> Goal of the exercise
Extract every line of the material below that contains the word "water", copying each one in full.

> Records shown
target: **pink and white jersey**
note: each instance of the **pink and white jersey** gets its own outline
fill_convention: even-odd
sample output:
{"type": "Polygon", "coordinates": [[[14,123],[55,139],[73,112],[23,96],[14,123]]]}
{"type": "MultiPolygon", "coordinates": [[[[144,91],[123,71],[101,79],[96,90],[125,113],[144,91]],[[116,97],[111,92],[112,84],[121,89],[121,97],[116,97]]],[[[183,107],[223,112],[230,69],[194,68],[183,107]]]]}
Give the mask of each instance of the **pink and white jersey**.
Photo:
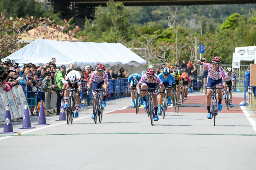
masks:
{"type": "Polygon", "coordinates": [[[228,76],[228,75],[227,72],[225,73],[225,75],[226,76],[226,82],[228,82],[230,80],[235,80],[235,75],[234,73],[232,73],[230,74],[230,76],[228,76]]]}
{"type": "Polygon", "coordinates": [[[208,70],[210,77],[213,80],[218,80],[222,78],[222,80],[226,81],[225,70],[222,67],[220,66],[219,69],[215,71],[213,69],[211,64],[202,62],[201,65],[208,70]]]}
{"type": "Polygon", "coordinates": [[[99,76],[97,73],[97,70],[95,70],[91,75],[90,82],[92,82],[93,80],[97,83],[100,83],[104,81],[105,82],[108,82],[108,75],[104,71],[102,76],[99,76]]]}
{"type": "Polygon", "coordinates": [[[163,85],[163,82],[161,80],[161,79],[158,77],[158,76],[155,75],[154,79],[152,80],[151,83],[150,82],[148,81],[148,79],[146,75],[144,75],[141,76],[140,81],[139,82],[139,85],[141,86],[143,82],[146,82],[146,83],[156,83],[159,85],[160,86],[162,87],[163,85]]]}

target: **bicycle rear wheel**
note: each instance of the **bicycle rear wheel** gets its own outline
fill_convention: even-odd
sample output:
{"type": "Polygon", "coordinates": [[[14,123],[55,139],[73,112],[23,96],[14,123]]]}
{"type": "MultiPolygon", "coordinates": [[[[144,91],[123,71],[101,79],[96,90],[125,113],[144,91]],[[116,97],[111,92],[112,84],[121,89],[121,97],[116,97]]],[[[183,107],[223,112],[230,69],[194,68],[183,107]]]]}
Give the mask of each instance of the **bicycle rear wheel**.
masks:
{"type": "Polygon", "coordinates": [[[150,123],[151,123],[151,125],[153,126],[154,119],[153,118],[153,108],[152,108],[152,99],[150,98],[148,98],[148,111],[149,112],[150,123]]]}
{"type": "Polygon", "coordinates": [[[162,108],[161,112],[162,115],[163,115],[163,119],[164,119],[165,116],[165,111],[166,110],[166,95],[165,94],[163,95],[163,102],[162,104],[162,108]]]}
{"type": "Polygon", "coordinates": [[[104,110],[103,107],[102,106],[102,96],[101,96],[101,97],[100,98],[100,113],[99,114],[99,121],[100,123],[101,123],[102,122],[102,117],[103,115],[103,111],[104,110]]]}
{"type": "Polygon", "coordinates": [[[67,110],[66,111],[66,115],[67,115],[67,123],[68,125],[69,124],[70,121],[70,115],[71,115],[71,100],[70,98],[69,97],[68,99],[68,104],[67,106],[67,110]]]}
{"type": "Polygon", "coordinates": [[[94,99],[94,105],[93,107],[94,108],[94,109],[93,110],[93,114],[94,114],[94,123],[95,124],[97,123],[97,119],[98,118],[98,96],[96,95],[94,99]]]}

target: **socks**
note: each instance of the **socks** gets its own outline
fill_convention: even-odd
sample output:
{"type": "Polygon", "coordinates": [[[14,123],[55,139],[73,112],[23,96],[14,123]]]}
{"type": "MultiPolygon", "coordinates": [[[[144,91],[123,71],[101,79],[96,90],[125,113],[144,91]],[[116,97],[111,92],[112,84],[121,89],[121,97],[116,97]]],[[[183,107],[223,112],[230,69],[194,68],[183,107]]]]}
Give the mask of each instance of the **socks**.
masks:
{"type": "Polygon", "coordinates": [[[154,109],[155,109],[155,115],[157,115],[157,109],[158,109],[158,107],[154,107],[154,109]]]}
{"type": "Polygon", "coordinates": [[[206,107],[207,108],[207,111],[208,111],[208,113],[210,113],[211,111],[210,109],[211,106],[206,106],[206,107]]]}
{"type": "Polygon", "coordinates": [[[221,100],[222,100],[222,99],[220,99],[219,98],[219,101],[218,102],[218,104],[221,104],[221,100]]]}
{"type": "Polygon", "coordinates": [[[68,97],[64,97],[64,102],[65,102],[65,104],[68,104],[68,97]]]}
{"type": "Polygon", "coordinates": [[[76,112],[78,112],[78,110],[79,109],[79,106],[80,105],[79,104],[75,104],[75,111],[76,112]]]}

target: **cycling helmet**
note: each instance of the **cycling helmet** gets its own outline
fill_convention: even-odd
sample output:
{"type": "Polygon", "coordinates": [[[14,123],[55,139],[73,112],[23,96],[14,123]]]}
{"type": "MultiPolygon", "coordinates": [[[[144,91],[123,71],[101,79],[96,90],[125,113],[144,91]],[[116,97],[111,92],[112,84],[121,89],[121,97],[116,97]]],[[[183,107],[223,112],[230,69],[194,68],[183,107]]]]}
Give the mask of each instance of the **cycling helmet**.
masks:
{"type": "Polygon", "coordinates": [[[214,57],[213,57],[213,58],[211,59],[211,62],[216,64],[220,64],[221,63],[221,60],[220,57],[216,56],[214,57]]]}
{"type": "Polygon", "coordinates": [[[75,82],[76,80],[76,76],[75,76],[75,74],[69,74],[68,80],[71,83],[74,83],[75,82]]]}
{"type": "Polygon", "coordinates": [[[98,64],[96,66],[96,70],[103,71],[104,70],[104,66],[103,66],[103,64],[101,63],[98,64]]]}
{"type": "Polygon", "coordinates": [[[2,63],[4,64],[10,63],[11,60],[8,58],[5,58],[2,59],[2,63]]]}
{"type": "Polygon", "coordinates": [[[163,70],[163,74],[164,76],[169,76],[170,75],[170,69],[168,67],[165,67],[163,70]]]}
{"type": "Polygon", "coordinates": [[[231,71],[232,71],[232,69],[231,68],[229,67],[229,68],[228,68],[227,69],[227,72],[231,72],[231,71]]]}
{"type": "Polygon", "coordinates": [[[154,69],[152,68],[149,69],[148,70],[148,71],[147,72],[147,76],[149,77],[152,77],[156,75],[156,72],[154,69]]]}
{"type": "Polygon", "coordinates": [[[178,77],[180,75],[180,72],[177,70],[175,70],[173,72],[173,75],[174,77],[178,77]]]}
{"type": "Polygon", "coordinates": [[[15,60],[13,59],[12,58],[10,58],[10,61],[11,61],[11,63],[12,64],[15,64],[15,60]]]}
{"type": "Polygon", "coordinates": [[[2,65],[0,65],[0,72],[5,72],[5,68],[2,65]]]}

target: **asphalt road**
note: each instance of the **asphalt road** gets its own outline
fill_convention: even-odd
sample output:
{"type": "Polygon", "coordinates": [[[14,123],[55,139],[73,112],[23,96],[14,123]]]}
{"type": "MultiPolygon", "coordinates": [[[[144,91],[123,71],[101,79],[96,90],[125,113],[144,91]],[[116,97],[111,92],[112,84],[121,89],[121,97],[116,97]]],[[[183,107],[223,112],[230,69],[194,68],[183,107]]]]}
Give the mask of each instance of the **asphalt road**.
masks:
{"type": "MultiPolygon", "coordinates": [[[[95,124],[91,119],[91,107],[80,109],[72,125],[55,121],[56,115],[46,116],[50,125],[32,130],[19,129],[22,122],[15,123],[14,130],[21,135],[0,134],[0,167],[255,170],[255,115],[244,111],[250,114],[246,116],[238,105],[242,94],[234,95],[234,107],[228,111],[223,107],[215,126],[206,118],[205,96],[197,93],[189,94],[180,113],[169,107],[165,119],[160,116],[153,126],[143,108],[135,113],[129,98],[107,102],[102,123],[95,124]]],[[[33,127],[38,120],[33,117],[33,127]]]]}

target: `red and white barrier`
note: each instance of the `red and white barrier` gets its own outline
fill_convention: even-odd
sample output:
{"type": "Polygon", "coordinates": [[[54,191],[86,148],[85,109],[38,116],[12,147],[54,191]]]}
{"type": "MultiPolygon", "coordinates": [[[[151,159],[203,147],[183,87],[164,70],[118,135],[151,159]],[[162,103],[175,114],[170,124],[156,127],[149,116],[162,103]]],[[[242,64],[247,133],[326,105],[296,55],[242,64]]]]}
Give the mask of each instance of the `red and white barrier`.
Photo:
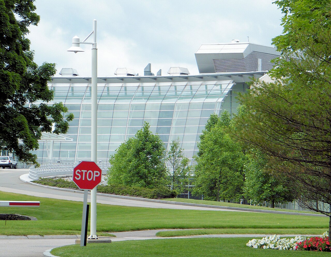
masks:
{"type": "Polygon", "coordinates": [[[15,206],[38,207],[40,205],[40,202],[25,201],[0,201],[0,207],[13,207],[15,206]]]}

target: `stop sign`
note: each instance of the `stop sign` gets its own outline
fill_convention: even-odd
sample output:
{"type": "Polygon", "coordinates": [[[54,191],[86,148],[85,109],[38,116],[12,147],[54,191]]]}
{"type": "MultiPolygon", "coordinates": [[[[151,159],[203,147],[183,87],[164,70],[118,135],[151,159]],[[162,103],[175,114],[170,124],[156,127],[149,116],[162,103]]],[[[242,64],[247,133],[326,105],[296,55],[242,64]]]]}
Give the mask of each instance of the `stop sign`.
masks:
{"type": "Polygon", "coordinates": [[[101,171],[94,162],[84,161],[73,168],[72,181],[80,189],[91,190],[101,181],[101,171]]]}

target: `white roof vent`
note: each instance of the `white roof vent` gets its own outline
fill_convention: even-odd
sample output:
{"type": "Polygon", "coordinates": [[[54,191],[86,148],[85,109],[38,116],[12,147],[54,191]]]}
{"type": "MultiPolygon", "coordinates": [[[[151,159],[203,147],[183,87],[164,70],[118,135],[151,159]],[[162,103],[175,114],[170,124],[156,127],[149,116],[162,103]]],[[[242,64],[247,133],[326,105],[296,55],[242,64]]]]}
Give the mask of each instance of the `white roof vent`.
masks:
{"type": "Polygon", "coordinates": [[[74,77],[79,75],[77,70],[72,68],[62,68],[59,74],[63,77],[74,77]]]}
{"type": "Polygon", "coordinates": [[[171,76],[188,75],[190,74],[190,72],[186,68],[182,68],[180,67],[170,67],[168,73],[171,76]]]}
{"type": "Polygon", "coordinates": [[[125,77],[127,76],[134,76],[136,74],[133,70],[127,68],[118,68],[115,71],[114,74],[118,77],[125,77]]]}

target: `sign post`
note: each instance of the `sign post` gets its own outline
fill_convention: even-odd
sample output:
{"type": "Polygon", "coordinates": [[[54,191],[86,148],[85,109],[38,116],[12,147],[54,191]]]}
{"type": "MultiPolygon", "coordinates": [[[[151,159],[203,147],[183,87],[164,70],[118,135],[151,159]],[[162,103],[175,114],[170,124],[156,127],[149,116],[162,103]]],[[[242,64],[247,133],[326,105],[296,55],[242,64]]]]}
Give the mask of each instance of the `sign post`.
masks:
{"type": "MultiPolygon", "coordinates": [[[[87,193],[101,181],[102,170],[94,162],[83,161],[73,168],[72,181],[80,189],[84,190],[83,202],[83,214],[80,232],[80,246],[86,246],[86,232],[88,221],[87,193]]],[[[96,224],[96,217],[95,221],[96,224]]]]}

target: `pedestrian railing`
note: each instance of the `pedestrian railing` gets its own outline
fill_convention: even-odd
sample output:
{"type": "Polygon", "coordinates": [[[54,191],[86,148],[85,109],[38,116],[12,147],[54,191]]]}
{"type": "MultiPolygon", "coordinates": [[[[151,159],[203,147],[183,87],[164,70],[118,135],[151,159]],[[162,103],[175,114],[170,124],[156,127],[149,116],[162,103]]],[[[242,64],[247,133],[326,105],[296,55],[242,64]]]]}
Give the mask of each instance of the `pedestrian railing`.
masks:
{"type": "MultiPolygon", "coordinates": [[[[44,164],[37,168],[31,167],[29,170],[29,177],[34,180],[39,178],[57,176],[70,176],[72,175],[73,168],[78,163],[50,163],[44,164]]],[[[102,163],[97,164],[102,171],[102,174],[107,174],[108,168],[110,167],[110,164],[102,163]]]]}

==

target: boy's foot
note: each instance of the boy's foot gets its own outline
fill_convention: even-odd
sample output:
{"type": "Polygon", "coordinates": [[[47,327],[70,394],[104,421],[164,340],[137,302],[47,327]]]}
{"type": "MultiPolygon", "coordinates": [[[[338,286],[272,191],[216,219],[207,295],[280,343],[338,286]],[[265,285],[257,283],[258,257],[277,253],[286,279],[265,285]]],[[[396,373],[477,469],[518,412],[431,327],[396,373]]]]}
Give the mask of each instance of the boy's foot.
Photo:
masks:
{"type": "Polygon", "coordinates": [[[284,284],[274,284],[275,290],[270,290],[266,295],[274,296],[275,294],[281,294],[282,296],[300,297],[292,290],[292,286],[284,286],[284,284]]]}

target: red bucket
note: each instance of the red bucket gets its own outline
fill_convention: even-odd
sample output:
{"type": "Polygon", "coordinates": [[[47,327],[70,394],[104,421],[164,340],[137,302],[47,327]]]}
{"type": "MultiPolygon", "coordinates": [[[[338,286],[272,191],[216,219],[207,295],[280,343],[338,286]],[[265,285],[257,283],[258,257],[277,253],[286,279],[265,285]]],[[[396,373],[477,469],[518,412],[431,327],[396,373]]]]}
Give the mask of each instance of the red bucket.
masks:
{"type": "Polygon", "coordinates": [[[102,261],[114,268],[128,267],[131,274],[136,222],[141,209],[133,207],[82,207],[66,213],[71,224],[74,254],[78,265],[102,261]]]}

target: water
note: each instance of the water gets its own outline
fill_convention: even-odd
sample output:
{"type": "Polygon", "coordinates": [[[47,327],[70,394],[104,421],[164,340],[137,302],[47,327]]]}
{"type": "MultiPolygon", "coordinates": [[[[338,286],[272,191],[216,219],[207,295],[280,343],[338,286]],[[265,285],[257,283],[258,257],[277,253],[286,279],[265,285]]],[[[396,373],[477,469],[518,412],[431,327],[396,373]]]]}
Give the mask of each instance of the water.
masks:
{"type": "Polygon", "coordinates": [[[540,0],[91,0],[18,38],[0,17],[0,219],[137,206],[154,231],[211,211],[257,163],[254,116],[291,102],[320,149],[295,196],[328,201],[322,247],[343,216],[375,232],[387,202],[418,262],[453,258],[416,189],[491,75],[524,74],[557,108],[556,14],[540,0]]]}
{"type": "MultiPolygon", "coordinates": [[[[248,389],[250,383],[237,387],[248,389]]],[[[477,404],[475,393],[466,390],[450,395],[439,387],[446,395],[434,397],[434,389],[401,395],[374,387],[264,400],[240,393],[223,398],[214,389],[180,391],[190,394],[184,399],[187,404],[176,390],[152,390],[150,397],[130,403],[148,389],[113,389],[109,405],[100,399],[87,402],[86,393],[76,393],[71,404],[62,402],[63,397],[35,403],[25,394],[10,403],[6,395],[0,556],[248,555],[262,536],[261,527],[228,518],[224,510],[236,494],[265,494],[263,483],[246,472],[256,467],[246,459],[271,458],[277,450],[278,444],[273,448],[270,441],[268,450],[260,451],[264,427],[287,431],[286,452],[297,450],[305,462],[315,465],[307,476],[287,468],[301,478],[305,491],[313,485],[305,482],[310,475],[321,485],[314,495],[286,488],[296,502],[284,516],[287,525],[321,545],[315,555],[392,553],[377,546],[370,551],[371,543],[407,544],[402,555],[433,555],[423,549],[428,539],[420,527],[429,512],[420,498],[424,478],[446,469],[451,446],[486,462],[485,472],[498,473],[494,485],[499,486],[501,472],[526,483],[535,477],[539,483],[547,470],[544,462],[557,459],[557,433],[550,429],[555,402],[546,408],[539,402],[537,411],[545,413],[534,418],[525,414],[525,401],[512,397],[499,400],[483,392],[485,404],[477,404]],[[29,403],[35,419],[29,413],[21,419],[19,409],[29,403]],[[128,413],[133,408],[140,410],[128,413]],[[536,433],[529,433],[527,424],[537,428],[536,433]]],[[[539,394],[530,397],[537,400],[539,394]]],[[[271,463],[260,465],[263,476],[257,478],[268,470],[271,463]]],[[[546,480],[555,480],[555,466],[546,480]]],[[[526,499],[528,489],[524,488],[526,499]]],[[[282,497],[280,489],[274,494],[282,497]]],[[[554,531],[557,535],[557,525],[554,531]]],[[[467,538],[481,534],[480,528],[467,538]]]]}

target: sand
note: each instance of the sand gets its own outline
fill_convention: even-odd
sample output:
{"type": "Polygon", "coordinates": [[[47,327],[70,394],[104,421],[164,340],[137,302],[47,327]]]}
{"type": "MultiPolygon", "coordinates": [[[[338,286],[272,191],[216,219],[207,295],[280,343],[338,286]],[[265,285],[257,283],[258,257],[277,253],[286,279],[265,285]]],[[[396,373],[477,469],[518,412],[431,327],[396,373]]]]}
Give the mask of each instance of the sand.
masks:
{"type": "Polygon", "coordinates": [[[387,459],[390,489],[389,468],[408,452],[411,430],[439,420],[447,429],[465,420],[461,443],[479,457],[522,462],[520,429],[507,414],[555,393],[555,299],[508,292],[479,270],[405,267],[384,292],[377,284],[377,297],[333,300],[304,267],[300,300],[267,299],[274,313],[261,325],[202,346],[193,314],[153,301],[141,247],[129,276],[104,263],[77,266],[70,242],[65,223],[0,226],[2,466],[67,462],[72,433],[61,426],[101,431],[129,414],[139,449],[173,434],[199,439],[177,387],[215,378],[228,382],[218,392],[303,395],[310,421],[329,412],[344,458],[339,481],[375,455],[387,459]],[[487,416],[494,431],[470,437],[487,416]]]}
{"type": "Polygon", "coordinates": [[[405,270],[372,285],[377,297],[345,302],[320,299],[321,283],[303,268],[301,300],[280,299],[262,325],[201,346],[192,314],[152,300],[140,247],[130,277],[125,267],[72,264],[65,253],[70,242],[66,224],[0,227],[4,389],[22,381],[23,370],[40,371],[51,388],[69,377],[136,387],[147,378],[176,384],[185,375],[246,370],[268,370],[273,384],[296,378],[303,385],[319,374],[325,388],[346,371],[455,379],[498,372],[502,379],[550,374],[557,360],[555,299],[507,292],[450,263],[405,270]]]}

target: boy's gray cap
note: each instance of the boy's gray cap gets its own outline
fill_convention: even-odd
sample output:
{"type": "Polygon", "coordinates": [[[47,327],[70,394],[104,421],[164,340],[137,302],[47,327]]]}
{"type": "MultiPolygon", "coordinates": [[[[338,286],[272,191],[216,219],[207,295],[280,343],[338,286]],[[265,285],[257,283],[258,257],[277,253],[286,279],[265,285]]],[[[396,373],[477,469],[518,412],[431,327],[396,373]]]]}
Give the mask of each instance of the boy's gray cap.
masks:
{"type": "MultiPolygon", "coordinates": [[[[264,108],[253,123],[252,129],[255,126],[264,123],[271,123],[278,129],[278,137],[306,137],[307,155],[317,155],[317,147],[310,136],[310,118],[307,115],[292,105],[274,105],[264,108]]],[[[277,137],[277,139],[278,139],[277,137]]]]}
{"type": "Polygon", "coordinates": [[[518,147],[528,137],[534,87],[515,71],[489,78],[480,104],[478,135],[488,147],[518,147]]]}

--

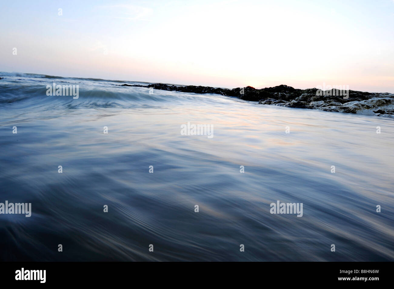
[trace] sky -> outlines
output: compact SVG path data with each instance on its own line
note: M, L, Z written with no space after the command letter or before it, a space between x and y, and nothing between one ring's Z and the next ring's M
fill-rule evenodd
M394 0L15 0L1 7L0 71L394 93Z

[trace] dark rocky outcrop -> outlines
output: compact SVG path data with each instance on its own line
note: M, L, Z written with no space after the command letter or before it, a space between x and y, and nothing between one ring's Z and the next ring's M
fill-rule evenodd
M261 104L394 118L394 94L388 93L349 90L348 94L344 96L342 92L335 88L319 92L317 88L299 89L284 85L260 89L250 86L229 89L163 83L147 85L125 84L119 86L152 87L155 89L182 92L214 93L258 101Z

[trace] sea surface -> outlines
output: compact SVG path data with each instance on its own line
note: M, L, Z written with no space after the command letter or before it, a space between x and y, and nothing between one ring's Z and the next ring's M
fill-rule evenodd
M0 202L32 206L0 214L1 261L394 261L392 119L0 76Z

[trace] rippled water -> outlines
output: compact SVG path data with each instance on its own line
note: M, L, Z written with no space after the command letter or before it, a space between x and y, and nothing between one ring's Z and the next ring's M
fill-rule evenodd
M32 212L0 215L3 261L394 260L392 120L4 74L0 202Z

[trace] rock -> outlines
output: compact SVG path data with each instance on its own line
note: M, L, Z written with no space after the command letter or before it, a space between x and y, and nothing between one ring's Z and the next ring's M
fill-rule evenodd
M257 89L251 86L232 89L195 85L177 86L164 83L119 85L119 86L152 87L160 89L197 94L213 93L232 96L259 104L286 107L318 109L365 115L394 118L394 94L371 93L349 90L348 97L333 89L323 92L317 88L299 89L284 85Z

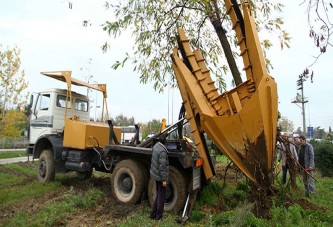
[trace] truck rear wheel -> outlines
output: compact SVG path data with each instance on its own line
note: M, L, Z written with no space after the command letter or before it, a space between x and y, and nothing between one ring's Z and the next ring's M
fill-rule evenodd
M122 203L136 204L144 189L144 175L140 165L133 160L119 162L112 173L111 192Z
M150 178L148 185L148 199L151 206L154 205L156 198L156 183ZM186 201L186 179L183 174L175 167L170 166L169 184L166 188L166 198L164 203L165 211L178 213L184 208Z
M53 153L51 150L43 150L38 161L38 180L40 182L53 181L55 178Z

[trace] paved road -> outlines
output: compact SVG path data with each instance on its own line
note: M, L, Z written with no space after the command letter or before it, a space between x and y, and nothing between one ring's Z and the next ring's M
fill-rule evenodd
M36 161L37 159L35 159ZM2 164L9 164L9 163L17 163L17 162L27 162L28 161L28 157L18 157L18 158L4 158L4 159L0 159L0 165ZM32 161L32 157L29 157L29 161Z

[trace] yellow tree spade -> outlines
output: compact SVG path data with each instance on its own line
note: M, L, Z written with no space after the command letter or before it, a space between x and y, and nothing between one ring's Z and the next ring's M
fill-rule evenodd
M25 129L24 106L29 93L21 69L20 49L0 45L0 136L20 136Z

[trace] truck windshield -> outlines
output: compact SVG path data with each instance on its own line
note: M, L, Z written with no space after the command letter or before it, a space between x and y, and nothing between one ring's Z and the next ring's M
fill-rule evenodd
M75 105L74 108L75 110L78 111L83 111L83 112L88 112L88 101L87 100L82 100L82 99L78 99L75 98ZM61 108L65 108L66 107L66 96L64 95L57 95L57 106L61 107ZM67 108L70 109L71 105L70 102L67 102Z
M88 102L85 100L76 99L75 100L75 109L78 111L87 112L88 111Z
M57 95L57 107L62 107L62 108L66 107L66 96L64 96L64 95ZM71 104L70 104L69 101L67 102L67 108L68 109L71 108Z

> The reply
target: water
note: each instance of the water gets its own outline
Give the mask of each instance of the water.
[trace] rippled water -> outlines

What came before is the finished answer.